▸ 提示文
2018年9月21日(金)~23日(日)、島原復興アリーナ(長崎県島原市)にて開催された第34回全国選抜フットサル大会は、兵庫県選抜の優勝で幕を閉じた。
http://jff-futsal.or.jp/news/?p=3379

 フットサルが盛んな(特に女子が強い)兵庫だが、意外にも兵庫県選抜の全国選抜大会は今回が初優勝。悲願に向けて、協会が監督に迎えたのが、イタリアから帰って来て兵庫(カンカンボーイズ)での活動を再開していた、元フットサル日本代表の江藤 正博だった。

 フットサル全国選抜あるあるかもしれないが、(練習できる)「時間が無かった」と江藤は言う。全国優勝までにチーム練習は6回(関西大会までに3回、全国大会までに3回)。メンバーも江藤の戦い方の核となる『ピヴォ=武石 高弘』と『足元のあるゴレイロ=杉山 哲一』の2人以外は、選考会に来た選手からだけで構成。ほとんどのメンバーが江藤と「はじめまして」状態だった。

 限られた時間の中で、まさにゼロからのスタート。そこで江藤は「何をどうやったら勝って行くのかを伝えた」という。その中のひとつで、メインの戦い方となったのが今回紹介する『3-1システム』だ。

 Fリーグでバルドラール浦安、湘南ベルマーレ、デウソン神戸、アグレミーナ浜松を渡り歩いた江藤。スペイン人監督に師事することが多かったため、「元はクアトロ派だった。体を当てられないように、走力を活かして、動いて、動いて、というのは日本人にも合っていると思っていた」というが、「イタリアに渡って考え方が大きく変わった」「今は『3-1』が最強のシステムだと思っている」「強いチームには必ず良いピヴォが居る」と話す。

▸ 作業指示
兵庫県選抜の全国選抜フットサル大会初優勝を伝える上の文章を、一字一句変えずに全文再現してください。 次に示す記録は、上の文章とは関係がありません。

▸ データ記録

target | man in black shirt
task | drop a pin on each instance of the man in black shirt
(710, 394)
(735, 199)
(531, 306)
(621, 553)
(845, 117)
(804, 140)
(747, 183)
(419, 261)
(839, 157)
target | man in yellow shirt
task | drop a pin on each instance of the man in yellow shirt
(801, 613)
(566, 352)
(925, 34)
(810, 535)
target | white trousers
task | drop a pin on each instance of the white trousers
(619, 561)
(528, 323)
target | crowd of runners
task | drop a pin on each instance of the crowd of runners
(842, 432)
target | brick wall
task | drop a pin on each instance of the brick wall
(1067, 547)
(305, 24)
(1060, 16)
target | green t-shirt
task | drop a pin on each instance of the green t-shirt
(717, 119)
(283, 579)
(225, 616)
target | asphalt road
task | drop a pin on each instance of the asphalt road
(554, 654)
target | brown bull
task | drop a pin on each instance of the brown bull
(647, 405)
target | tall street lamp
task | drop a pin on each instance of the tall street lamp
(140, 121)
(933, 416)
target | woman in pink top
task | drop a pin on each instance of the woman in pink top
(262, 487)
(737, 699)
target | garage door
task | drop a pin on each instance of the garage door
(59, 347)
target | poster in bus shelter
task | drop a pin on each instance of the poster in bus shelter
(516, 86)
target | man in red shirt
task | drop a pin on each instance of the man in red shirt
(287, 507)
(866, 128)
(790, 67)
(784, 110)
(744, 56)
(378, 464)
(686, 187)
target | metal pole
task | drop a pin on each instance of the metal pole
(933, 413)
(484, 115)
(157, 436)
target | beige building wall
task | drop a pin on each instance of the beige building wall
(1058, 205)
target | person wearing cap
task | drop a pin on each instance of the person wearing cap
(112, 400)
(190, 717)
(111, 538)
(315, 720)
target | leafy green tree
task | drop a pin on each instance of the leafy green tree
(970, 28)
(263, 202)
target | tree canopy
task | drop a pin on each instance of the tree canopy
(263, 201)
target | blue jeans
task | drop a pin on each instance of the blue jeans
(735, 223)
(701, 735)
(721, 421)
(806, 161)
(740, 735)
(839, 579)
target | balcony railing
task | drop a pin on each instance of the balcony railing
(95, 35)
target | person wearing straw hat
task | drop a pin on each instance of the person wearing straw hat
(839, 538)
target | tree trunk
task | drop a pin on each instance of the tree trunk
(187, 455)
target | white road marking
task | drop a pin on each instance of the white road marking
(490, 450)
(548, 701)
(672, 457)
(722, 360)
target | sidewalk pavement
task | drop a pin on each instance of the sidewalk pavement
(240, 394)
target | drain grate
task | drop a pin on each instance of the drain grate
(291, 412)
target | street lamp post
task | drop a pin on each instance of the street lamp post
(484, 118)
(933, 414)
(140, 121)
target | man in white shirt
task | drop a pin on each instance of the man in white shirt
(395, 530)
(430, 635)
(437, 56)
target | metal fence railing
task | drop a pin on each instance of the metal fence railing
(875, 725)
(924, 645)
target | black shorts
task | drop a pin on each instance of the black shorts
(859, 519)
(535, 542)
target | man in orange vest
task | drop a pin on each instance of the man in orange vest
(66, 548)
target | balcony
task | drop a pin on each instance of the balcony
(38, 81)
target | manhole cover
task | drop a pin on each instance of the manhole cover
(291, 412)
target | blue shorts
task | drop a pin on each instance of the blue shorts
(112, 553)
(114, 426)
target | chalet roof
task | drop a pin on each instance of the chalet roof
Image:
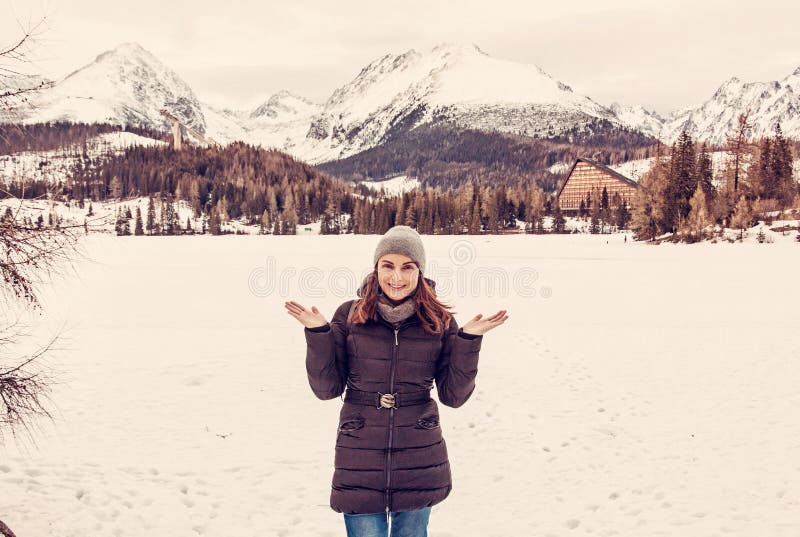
(616, 175)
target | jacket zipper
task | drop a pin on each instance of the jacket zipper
(391, 425)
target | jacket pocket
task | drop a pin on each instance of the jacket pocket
(351, 424)
(428, 422)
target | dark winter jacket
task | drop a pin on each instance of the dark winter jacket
(392, 459)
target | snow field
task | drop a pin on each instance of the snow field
(641, 390)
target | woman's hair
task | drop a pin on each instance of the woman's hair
(435, 315)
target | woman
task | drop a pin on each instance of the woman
(387, 349)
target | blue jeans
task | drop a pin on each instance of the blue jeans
(404, 524)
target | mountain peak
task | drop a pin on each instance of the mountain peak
(456, 47)
(282, 104)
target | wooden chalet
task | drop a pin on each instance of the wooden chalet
(588, 176)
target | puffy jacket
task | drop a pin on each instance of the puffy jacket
(393, 459)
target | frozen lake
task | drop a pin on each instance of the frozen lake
(635, 390)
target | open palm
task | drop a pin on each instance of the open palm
(479, 325)
(310, 318)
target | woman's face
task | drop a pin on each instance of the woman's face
(397, 275)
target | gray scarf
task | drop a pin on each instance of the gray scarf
(394, 313)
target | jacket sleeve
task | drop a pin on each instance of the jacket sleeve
(457, 366)
(326, 355)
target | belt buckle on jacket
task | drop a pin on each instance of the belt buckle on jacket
(387, 400)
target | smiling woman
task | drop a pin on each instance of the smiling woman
(385, 351)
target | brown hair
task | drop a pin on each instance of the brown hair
(435, 315)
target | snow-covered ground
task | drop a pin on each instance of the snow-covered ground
(394, 186)
(637, 390)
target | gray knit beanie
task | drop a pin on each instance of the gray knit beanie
(401, 240)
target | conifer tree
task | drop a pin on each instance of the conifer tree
(782, 164)
(151, 218)
(738, 146)
(138, 227)
(698, 218)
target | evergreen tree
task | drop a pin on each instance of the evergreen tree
(559, 222)
(648, 214)
(698, 218)
(151, 218)
(742, 215)
(682, 181)
(782, 164)
(138, 228)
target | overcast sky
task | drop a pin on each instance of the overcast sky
(663, 55)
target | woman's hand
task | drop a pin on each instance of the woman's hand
(477, 326)
(310, 318)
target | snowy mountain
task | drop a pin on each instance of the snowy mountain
(459, 84)
(124, 85)
(768, 102)
(638, 118)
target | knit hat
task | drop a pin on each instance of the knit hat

▸ 回答
2018年9月21日(金)~23日(日)、島原復興アリーナ(長崎県島原市)にて開催された第34回全国選抜フットサル大会は、兵庫県選抜の優勝で幕を閉じた。
http://jff-futsal.or.jp/news/?p=3379

 フットサルが盛んな(特に女子が強い)兵庫だが、意外にも兵庫県選抜の全国選抜大会は今回が初優勝。悲願に向けて、協会が監督に迎えたのが、イタリアから帰って来て兵庫(カンカンボーイズ)での活動を再開していた、元フットサル日本代表の江藤 正博だった。

 フットサル全国選抜あるあるかもしれないが、(練習できる)「時間が無かった」と江藤は言う。全国優勝までにチーム練習は6回(関西大会までに3回、全国大会までに3回)。メンバーも江藤の戦い方の核となる『ピヴォ=武石 高弘』と『足元のあるゴレイロ=杉山 哲一』の2人以外は、選考会に来た選手からだけで構成。ほとんどのメンバーが江藤と「はじめまして」状態だった。

 限られた時間の中で、まさにゼロからのスタート。そこで江藤は「何をどうやったら勝って行くのかを伝えた」という。その中のひとつで、メインの戦い方となったのが今回紹介する『3-1システム』だ。

 Fリーグでバルドラール浦安、湘南ベルマーレ、デウソン神戸、アグレミーナ浜松を渡り歩いた江藤。スペイン人監督に師事することが多かったため、「元はクアトロ派だった。体を当てられないように、走力を活かして、動いて、動いて、というのは日本人にも合っていると思っていた」というが、「イタリアに渡って考え方が大きく変わった」「今は『3-1』が最強のシステムだと思っている」「強いチームには必ず良いピヴォが居る」と話す。